RECORDS FOR THE EXERCISE:
__________________________________________________

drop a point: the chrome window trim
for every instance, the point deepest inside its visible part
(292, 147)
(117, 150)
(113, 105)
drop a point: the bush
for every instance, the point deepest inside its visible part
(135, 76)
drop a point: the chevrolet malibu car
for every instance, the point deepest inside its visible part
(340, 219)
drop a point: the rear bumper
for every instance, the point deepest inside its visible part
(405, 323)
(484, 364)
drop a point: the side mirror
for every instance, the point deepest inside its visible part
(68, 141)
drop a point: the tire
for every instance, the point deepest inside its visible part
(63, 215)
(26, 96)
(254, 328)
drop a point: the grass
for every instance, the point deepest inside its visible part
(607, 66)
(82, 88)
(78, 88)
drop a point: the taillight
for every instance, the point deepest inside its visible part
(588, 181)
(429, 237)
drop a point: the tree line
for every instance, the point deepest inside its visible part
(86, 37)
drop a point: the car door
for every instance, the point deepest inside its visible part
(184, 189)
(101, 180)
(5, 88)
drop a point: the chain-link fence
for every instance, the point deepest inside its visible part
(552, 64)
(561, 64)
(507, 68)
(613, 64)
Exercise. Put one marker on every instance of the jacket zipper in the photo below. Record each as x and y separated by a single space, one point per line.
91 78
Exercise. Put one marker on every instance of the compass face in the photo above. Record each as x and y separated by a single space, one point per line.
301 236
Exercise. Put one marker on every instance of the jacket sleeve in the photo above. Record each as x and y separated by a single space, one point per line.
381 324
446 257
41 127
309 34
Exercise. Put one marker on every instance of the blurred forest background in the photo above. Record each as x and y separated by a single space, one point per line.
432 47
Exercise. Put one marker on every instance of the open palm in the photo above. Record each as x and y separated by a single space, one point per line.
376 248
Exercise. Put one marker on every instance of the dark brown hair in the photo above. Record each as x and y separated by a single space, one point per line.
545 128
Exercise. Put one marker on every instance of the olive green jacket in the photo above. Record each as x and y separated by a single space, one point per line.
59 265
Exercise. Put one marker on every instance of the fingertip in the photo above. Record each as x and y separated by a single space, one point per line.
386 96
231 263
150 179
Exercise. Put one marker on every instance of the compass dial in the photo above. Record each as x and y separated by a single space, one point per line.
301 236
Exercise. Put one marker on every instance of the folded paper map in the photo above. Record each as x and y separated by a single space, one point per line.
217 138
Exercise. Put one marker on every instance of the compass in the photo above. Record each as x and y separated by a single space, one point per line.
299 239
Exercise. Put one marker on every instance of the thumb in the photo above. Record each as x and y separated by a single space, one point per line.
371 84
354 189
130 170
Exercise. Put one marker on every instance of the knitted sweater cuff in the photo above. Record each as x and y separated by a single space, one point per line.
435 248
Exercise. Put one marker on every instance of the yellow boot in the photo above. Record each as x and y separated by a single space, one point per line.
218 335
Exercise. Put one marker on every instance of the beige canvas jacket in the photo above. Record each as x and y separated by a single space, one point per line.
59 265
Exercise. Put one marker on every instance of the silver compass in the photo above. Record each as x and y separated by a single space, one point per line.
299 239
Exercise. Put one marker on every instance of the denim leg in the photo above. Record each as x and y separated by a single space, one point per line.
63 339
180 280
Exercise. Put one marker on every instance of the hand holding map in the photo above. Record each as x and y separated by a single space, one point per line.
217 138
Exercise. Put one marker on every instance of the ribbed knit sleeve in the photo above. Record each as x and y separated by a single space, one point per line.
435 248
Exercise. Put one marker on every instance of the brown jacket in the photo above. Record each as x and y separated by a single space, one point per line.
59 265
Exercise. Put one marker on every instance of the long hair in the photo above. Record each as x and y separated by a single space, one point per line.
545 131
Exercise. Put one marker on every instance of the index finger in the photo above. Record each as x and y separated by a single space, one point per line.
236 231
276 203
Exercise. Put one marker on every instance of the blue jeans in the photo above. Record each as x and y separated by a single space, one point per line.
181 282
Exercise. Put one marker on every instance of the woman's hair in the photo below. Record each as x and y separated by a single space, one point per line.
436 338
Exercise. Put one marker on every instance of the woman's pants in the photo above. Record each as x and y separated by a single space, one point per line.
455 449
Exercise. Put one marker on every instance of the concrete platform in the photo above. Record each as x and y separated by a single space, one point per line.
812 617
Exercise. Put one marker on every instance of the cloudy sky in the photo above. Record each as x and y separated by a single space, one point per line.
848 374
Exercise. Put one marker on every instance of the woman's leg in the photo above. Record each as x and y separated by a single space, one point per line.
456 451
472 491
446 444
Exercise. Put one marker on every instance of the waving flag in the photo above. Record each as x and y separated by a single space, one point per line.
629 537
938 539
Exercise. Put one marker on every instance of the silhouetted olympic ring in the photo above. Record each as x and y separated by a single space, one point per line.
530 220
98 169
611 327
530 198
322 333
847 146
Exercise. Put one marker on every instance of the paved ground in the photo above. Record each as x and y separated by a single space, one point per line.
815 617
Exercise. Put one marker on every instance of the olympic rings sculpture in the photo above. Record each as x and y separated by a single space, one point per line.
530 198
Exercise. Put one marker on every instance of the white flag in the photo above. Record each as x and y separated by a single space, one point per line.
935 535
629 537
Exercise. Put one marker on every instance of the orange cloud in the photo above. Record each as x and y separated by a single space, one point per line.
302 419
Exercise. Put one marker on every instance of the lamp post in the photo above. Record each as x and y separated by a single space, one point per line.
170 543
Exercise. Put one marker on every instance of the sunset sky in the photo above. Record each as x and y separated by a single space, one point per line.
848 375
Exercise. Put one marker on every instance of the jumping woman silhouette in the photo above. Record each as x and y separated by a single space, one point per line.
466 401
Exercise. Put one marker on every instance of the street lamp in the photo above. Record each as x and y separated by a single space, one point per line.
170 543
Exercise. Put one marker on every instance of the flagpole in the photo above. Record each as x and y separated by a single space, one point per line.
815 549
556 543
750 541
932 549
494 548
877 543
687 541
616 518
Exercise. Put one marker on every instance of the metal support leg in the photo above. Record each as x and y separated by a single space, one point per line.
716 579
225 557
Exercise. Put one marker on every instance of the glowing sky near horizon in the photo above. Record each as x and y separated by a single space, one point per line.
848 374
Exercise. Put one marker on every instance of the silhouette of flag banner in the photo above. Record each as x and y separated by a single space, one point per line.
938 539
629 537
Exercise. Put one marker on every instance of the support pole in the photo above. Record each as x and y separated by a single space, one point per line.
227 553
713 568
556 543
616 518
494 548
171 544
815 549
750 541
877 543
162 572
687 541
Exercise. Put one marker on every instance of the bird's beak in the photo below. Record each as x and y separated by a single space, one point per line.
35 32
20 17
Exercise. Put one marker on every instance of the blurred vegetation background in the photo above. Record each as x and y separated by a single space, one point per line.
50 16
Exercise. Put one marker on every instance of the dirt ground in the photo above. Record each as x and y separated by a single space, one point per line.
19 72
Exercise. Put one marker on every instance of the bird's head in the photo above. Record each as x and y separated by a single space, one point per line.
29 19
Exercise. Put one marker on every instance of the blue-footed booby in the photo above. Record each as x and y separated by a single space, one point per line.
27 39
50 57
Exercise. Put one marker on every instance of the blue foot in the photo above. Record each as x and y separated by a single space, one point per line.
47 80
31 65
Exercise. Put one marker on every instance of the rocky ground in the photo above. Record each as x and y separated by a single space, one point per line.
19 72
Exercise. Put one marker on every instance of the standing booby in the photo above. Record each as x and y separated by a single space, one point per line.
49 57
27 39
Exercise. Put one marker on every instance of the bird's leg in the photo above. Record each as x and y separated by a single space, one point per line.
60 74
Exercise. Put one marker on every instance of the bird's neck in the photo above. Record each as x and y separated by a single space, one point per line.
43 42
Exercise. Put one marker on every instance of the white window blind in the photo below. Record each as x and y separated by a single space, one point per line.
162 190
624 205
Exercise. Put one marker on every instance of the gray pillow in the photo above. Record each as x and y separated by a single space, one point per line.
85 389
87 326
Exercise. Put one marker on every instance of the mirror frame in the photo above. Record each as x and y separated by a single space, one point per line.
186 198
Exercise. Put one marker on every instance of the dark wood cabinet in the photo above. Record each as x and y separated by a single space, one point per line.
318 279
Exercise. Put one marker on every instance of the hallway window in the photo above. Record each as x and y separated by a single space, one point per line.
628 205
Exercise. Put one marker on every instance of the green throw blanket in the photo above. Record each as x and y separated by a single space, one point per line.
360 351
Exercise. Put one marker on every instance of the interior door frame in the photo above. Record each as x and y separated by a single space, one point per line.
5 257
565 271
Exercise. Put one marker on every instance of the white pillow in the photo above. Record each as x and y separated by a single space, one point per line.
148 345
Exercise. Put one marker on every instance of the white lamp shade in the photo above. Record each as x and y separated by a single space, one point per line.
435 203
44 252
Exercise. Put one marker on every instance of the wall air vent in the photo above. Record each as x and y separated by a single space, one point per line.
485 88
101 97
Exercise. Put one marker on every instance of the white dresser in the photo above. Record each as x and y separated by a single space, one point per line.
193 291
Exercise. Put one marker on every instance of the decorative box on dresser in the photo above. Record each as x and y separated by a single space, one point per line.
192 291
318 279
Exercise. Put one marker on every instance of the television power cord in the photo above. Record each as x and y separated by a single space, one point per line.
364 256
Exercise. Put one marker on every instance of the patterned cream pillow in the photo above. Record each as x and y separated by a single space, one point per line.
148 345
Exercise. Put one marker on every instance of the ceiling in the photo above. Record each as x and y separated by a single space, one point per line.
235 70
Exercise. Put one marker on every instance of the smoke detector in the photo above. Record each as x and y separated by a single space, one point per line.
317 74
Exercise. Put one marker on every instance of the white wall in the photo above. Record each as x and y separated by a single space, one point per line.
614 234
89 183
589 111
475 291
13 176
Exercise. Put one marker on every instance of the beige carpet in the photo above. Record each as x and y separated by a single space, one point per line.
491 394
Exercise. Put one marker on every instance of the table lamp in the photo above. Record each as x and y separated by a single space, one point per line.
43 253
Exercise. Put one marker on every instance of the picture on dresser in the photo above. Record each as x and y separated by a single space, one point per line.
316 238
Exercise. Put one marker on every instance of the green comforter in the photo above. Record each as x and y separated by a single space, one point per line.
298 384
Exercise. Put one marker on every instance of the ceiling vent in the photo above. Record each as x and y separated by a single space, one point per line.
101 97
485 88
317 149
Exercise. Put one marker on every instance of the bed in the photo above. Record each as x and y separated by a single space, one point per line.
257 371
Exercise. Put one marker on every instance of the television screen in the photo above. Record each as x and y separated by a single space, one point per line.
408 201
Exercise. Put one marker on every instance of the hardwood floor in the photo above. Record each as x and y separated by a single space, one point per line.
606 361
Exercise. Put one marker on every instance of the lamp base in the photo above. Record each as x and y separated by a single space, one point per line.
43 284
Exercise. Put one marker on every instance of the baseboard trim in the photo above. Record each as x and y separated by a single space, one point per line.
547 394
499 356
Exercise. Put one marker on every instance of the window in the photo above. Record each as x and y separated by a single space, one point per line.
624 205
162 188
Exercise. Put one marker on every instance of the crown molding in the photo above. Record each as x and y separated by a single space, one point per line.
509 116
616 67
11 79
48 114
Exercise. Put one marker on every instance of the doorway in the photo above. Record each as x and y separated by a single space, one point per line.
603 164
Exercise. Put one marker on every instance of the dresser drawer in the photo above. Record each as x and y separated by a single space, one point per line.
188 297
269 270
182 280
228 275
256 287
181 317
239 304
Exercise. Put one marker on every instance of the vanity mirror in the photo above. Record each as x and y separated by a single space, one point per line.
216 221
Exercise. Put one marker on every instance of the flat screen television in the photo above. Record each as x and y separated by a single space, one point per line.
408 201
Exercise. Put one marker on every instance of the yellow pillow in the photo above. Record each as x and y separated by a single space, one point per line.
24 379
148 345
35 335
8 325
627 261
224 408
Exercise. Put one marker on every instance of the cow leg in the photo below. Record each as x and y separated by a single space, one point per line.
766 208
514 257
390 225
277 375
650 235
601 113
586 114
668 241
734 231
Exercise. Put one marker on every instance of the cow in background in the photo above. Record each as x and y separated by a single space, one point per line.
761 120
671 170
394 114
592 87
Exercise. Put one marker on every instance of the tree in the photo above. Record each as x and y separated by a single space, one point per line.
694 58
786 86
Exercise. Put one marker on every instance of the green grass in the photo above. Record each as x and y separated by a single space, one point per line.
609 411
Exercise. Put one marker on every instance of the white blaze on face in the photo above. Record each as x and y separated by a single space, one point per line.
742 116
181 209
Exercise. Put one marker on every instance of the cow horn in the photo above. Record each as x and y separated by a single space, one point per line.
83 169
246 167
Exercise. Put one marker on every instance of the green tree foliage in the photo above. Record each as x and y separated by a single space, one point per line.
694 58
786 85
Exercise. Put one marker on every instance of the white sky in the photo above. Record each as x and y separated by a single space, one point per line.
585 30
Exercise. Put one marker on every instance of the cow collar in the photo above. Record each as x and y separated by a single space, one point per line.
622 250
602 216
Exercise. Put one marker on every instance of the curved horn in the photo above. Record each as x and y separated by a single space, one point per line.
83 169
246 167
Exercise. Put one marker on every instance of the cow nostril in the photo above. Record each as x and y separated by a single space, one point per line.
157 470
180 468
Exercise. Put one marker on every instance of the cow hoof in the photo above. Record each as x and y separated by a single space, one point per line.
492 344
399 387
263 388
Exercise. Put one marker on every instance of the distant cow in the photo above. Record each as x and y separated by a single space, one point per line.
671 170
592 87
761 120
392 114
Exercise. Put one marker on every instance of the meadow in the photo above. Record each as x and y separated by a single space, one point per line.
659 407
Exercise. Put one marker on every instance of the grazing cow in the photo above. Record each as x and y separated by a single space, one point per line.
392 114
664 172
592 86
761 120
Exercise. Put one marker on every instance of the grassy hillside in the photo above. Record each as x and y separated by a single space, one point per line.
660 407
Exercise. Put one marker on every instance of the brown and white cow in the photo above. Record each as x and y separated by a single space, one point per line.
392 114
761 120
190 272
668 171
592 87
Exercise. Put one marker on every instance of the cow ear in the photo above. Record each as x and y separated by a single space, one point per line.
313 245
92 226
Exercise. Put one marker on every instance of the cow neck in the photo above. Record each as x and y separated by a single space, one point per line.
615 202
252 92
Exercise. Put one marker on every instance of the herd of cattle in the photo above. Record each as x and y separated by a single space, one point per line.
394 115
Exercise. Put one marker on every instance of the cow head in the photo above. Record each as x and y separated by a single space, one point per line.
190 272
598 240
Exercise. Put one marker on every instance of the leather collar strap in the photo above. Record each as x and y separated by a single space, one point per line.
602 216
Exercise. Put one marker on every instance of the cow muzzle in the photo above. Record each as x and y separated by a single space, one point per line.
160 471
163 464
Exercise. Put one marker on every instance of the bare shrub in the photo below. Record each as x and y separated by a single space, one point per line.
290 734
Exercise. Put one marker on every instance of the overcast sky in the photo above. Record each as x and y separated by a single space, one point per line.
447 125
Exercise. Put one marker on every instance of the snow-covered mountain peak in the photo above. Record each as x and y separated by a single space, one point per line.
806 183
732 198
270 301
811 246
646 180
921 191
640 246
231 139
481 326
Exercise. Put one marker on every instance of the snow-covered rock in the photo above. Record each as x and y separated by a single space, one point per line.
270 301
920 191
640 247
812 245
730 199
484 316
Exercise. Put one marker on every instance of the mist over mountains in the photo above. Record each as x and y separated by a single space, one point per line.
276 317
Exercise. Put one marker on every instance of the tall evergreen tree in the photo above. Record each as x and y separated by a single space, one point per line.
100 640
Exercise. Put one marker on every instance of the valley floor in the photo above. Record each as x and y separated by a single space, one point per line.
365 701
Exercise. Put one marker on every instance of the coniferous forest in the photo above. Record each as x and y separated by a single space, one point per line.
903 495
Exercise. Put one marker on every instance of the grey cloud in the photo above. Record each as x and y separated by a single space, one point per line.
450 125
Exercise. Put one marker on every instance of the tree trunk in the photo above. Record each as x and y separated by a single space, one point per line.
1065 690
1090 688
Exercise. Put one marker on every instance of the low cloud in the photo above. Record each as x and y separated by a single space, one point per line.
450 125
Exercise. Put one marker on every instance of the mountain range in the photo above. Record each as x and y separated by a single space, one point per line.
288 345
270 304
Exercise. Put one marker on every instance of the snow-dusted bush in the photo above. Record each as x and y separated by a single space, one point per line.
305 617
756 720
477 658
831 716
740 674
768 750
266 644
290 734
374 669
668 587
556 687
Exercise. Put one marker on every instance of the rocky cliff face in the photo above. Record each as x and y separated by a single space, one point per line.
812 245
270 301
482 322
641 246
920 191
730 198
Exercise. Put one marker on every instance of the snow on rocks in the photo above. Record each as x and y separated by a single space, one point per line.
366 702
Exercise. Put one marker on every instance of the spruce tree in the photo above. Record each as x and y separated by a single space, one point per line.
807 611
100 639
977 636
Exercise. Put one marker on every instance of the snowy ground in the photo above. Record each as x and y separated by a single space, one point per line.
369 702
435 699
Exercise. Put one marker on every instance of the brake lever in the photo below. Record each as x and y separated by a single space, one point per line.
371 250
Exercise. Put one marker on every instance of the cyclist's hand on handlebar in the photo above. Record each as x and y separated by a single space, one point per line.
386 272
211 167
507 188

__________________________________________________

EXERCISE INSTRUCTIONS: Scan the entries above for the word "drop" and collect each line holding it.

ANSWER:
drop a point: the chrome window trim
drop a point: the bush
drop a point: the chevrolet malibu car
drop a point: the rear bumper
drop a point: the side mirror
drop a point: the tire
drop a point: the grass
drop a point: the taillight
drop a point: the tree line
drop a point: the car door
drop a point: the chain-link fence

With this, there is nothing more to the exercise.